:: EXERCISE REQUIREMENTS ::
Each entry is to be restated word for word, with nothing omitted.

<<<<

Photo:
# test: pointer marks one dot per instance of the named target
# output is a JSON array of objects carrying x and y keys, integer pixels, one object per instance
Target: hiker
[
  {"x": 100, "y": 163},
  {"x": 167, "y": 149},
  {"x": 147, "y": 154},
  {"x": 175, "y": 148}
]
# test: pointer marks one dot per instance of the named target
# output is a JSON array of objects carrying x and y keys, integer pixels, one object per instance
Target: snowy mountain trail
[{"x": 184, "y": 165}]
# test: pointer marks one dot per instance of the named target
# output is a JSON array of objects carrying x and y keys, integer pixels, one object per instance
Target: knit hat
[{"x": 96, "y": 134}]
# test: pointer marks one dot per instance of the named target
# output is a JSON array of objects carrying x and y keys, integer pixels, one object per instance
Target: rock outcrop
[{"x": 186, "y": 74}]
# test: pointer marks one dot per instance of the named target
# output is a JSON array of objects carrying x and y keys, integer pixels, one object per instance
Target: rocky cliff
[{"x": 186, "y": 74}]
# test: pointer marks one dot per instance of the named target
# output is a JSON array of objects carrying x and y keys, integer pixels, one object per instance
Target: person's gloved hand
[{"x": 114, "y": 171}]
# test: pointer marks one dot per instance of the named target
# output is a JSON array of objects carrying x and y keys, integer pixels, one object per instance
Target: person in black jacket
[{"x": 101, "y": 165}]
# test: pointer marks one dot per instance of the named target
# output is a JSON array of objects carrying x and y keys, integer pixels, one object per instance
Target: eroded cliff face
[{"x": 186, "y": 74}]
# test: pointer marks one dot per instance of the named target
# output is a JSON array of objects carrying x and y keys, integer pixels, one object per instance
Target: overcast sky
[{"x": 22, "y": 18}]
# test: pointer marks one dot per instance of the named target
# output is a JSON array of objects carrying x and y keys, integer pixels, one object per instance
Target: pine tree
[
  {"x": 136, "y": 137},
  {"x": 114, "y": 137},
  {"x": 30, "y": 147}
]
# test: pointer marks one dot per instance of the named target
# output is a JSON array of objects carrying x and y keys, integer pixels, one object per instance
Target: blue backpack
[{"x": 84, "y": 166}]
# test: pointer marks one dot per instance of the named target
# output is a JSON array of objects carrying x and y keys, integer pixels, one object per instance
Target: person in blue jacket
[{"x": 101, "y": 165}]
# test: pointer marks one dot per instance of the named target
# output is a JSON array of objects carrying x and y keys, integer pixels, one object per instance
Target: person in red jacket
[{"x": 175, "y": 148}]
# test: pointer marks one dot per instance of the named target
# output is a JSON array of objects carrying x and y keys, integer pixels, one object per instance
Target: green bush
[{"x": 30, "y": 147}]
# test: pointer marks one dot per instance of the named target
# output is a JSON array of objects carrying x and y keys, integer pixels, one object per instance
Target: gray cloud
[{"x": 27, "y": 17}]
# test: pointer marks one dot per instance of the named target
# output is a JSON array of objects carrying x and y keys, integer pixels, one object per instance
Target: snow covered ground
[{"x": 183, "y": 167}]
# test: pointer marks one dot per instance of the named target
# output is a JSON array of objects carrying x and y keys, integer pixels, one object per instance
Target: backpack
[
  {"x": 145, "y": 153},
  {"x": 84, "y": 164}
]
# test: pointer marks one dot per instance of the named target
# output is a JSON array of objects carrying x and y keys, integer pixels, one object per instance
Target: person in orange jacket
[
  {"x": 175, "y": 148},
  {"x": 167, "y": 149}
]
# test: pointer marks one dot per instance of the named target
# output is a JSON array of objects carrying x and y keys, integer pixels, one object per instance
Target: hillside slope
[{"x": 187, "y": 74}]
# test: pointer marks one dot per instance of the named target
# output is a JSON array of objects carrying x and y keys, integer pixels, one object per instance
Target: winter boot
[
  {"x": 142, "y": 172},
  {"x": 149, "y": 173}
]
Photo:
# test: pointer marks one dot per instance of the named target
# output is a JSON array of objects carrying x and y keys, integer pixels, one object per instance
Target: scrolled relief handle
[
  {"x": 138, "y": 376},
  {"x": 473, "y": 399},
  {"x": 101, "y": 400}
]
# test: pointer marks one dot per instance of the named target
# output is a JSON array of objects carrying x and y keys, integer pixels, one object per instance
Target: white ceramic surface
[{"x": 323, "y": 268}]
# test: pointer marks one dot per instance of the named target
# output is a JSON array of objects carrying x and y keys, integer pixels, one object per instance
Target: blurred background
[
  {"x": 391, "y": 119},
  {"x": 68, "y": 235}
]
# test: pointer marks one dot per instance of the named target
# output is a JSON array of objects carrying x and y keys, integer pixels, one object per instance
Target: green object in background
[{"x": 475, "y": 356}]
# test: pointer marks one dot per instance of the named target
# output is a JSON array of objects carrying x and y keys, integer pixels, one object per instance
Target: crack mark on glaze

>>>>

:: OUTPUT FOR THIS TASK ::
Photo:
# test: pointer marks one dot per instance of the named target
# output is a JSON array of objects carrying x and y keys, integer pixels, one object per instance
Target: hiker
[
  {"x": 100, "y": 163},
  {"x": 167, "y": 149},
  {"x": 147, "y": 154},
  {"x": 175, "y": 148}
]
# test: pointer marks one dot per instance of the named target
# output is a JSON array of objects carrying x and y keys, integer pixels, one object per instance
Target: snowy mountain trail
[{"x": 184, "y": 165}]
# test: pointer marks one dot per instance of the named target
# output is a JSON array of objects carrying x and y keys, integer pixels, one object per instance
Target: knit hat
[{"x": 96, "y": 134}]
# test: pointer marks one dot per instance of the named target
# output is a JSON array of objects carrying x and y keys, integer pixels, one object per instance
Target: rock outcrop
[{"x": 186, "y": 74}]
# test: pointer marks one dot per instance of the named target
# output is a JSON array of objects carrying x and y keys, integer pixels, one object per instance
Target: rocky cliff
[{"x": 186, "y": 74}]
# test: pointer marks one dot per instance of the named target
# output is a JSON array of objects carrying x and y keys, integer pixels, one object per instance
Target: person's gloved hand
[{"x": 114, "y": 171}]
# test: pointer marks one dot per instance of the named target
# output is a JSON array of objects carrying x and y keys, integer pixels, one object per instance
Target: person in black jacket
[{"x": 101, "y": 165}]
# test: pointer marks one dot per instance of the named target
# output is a JSON array of objects carrying x and y keys, integer pixels, one object per instance
Target: eroded cliff face
[{"x": 186, "y": 74}]
# test: pointer marks one dot per instance of the named target
# output is a JSON array of objects carrying x and y keys, integer pixels, one object per instance
Target: overcast sky
[{"x": 22, "y": 18}]
# test: pointer marks one dot per instance of the named target
# output is a JSON array of objects carrying x and y keys, integer pixels, one object per instance
Target: pine tree
[
  {"x": 136, "y": 137},
  {"x": 114, "y": 137},
  {"x": 30, "y": 147}
]
# test: pointer marks one dot per instance of the named target
# output is a JSON array of objects carrying x and y keys, integer pixels, one object per instance
Target: blue backpack
[{"x": 84, "y": 166}]
# test: pointer marks one dot per instance of the named target
# output is a JSON array of objects carrying x and y keys, integer pixels, one object per instance
Target: person in blue jacket
[{"x": 101, "y": 165}]
# test: pointer marks one dot per instance of the named target
# output is a JSON array of objects carrying x and y keys, integer pixels, one object per instance
Target: person in red jacket
[{"x": 175, "y": 148}]
# test: pointer marks one dot per instance of the named target
# output is a JSON array of objects carrying x and y keys, integer pixels, one object per instance
Target: green bush
[{"x": 30, "y": 147}]
# test: pointer marks one dot per instance of the named target
# output is a JSON array of objects carrying x and y keys, integer pixels, one object per instance
Target: gray cloud
[{"x": 27, "y": 17}]
# test: pointer marks one dot per instance of the named target
# output is a JSON array of objects carrying x and y keys, integer pixels, one object per instance
Target: snow covered ground
[{"x": 183, "y": 167}]
# test: pointer marks one dot per instance of the named target
# output is a JSON array of objects carrying x and y keys, integer pixels, one object per instance
Target: backpack
[
  {"x": 145, "y": 153},
  {"x": 84, "y": 164}
]
# test: pointer marks one dot per instance of the named target
# output is a JSON array of objects carrying x and y keys, integer pixels, one object per instance
Target: person in orange jacket
[
  {"x": 175, "y": 148},
  {"x": 167, "y": 149}
]
# test: pointer marks one dot per instance of the named target
# output is a JSON array of objects carrying x and y keys, integer pixels, one object per instance
Target: hillside slope
[{"x": 187, "y": 74}]
# test: pointer marks one dot per instance of the named target
# output is a JSON array of objects carrying x and y keys, integer pixels, one object per instance
Target: winter boot
[
  {"x": 142, "y": 172},
  {"x": 149, "y": 173}
]
Photo:
# test: pointer marks one dot per instance of the named target
# output is a JSON array of objects carrying x and y keys, integer pixels, one object per instance
Target: scrolled relief handle
[
  {"x": 138, "y": 376},
  {"x": 473, "y": 399},
  {"x": 101, "y": 400}
]
# test: pointer marks one dot per instance of the named target
# output is a JSON array of objects carrying x and y keys, integer pixels, one object per instance
Target: white ceramic surface
[{"x": 323, "y": 268}]
# test: pointer marks one dot per instance of the named target
# output is a JSON array of objects carrying x and y keys, integer pixels, one object per instance
Target: blurred background
[
  {"x": 391, "y": 119},
  {"x": 68, "y": 235}
]
# test: pointer marks one dot per instance of the named target
# output is a JSON array of objects carrying x and y keys, integer pixels, one object per instance
Target: green object in background
[{"x": 475, "y": 356}]
# test: pointer marks one dot per instance of the named target
# output is a JSON array of objects carrying x and y keys, integer pixels, one object per instance
Target: crack mark on glaze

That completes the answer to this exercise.